━━━ Page ━━━

If you are issuing shares, transferring equity, raising foreign investment, or planning a merger — the first question is not what is the value. It is which law requires a valuation report, and from whom?
In India, fund valuation applicability is not governed by a single statute. Depending on the nature of your transaction, mandatory valuation obligations may arise under the Companies Act, 2013, FEMA, 1999, the Income Tax Act, 1961, SEBI Regulations, Ind AS, or the Insolvency and Bankruptcy Code, 2016 — sometimes simultaneously. Engaging the wrong professional or missing a requirement can result in penalties, tax demands, or the transaction being treated as non-compliant.
This guide breaks it down law by law so you know exactly when valuation is mandatory, who must certify it, and when it is not required at all.

━━━ Records supplied ━━━

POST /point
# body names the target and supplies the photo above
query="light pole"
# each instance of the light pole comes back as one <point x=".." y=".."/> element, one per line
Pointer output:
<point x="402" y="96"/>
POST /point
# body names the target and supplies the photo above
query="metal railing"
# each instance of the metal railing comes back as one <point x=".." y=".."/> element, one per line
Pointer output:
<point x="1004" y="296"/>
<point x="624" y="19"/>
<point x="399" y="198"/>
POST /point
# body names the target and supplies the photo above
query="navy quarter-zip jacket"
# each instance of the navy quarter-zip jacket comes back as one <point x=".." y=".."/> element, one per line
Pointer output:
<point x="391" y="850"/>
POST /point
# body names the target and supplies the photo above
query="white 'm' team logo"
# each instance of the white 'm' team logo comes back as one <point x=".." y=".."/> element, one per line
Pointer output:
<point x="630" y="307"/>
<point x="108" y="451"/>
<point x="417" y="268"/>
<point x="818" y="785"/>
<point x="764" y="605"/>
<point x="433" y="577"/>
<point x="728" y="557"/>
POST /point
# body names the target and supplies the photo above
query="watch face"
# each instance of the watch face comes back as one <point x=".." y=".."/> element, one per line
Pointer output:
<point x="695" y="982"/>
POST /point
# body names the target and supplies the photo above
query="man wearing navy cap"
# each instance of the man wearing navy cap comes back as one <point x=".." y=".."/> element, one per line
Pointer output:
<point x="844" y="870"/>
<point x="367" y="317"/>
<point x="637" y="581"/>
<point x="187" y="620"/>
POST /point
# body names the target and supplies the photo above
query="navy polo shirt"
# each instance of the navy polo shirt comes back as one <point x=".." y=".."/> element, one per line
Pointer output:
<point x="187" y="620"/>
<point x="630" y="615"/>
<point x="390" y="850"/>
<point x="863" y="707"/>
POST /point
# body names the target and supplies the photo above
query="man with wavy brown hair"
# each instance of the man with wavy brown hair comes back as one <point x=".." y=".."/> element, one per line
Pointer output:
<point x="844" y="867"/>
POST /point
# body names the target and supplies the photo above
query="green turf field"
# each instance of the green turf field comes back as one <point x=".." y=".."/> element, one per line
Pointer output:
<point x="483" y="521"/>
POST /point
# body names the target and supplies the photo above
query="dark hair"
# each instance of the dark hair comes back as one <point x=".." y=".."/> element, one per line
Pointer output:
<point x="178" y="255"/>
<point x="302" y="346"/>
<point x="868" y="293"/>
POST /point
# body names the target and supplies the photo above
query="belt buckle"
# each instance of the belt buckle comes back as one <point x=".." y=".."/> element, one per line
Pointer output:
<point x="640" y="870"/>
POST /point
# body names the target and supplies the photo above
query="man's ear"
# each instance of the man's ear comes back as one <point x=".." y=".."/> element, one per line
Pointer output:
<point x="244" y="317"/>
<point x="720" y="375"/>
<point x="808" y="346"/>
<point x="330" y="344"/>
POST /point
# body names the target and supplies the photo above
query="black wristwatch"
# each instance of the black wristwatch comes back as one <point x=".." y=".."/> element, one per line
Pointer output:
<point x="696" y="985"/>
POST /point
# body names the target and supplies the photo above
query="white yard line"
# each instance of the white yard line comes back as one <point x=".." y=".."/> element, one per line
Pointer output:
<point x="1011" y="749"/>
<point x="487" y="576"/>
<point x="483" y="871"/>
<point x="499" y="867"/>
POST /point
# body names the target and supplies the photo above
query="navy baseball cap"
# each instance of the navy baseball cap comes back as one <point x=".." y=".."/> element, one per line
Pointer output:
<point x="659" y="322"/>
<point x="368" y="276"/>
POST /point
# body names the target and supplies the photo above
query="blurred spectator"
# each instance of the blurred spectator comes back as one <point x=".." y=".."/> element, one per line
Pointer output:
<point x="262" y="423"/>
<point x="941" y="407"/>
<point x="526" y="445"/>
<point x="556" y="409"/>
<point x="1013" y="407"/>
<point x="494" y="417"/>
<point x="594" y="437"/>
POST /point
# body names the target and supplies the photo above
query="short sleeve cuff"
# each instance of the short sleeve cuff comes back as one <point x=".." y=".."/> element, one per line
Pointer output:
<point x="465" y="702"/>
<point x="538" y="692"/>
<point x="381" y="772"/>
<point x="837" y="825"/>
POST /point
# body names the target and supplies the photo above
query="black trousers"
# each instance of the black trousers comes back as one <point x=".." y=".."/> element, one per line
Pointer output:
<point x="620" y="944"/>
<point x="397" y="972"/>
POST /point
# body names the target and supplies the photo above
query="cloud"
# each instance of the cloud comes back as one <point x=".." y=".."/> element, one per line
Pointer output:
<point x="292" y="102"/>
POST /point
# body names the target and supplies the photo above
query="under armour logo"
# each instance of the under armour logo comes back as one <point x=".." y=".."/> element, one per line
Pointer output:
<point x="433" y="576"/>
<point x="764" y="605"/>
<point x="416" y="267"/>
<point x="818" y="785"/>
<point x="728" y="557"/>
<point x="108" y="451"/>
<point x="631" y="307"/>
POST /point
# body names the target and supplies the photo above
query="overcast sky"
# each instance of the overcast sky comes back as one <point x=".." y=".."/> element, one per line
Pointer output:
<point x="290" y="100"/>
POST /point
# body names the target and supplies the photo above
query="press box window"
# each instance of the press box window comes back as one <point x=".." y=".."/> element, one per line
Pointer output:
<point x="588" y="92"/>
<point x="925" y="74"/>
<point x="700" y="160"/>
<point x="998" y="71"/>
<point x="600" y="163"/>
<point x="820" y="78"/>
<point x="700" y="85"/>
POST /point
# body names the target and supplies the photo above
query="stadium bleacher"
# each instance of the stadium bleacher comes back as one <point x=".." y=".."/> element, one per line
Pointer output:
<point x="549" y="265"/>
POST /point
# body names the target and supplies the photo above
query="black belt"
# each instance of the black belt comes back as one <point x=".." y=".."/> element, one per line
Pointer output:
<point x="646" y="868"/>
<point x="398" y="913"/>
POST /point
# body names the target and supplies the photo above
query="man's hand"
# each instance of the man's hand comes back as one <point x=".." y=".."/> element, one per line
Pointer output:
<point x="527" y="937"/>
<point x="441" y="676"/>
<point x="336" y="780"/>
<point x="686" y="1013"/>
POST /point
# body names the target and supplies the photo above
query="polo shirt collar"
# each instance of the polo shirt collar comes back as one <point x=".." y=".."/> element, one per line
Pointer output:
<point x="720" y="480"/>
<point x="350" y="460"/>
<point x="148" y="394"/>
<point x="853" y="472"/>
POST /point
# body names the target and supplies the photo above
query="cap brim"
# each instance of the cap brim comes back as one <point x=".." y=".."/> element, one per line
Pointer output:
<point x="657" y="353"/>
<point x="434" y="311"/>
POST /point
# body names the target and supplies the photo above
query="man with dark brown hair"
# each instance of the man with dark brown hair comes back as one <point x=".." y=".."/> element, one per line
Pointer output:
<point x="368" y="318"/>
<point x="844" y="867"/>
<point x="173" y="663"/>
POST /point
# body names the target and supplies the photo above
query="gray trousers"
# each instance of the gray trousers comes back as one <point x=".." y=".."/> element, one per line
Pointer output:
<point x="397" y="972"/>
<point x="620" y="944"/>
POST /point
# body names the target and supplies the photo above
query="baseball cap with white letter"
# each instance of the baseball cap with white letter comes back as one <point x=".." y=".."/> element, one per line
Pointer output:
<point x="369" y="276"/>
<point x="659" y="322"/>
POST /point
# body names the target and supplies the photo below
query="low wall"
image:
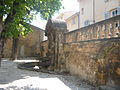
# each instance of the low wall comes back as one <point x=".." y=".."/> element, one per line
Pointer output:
<point x="95" y="61"/>
<point x="91" y="52"/>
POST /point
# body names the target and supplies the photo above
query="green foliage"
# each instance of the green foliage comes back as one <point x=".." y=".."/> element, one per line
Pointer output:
<point x="18" y="13"/>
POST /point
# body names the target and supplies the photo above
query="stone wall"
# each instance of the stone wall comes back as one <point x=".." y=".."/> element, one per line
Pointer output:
<point x="91" y="52"/>
<point x="44" y="48"/>
<point x="95" y="61"/>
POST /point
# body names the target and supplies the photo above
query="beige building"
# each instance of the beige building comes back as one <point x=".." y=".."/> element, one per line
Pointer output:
<point x="92" y="11"/>
<point x="28" y="46"/>
<point x="71" y="18"/>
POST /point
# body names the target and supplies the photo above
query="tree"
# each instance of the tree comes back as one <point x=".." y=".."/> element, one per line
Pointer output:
<point x="16" y="14"/>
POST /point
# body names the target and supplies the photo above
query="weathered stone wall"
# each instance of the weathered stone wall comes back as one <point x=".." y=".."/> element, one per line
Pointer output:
<point x="44" y="48"/>
<point x="28" y="46"/>
<point x="95" y="61"/>
<point x="91" y="52"/>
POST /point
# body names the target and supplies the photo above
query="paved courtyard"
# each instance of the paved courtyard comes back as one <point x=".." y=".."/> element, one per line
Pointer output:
<point x="12" y="78"/>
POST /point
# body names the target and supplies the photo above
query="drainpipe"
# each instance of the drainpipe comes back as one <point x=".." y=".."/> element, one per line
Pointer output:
<point x="78" y="20"/>
<point x="93" y="11"/>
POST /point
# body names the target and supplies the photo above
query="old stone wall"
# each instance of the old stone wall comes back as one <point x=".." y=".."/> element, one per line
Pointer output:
<point x="91" y="52"/>
<point x="44" y="48"/>
<point x="95" y="61"/>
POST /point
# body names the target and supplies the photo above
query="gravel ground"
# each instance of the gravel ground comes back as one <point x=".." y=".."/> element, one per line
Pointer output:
<point x="12" y="78"/>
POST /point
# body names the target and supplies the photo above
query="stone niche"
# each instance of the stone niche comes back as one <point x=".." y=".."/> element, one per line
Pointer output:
<point x="55" y="30"/>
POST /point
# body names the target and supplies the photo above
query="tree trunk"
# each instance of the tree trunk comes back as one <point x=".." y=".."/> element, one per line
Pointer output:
<point x="15" y="48"/>
<point x="1" y="40"/>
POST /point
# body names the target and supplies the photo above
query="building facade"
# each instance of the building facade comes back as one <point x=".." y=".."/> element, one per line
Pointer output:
<point x="28" y="46"/>
<point x="71" y="18"/>
<point x="92" y="11"/>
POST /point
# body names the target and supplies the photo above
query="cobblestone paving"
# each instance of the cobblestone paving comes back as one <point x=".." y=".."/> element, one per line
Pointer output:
<point x="12" y="78"/>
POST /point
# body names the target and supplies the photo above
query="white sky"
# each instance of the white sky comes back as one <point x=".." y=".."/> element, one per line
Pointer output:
<point x="69" y="5"/>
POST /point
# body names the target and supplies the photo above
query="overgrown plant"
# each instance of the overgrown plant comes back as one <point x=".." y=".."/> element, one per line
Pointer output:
<point x="16" y="14"/>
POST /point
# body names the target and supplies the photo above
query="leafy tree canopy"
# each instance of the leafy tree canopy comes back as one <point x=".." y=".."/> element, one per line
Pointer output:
<point x="17" y="14"/>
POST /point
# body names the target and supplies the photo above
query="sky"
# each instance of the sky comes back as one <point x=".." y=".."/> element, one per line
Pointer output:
<point x="69" y="5"/>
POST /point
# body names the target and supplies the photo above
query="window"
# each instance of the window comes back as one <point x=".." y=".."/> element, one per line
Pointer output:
<point x="87" y="22"/>
<point x="82" y="11"/>
<point x="73" y="21"/>
<point x="106" y="1"/>
<point x="114" y="13"/>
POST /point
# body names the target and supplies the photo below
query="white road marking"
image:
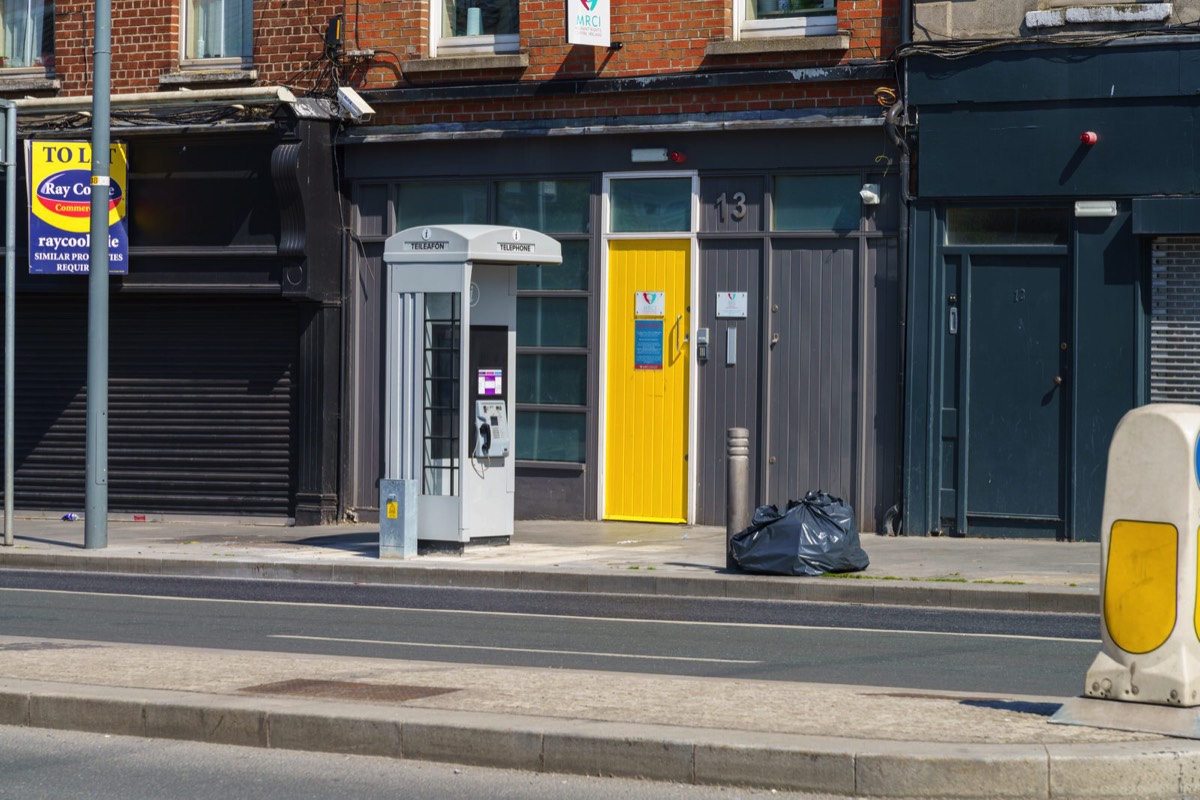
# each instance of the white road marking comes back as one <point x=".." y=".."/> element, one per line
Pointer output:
<point x="480" y="647"/>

━━━

## Goal:
Reproduce verbatim the portion of the valuation guide above, beginning with the words "If you are issuing" and ending after "and from whom?".

## Task result:
If you are issuing shares, transferring equity, raising foreign investment, or planning a merger — the first question is not what is the value. It is which law requires a valuation report, and from whom?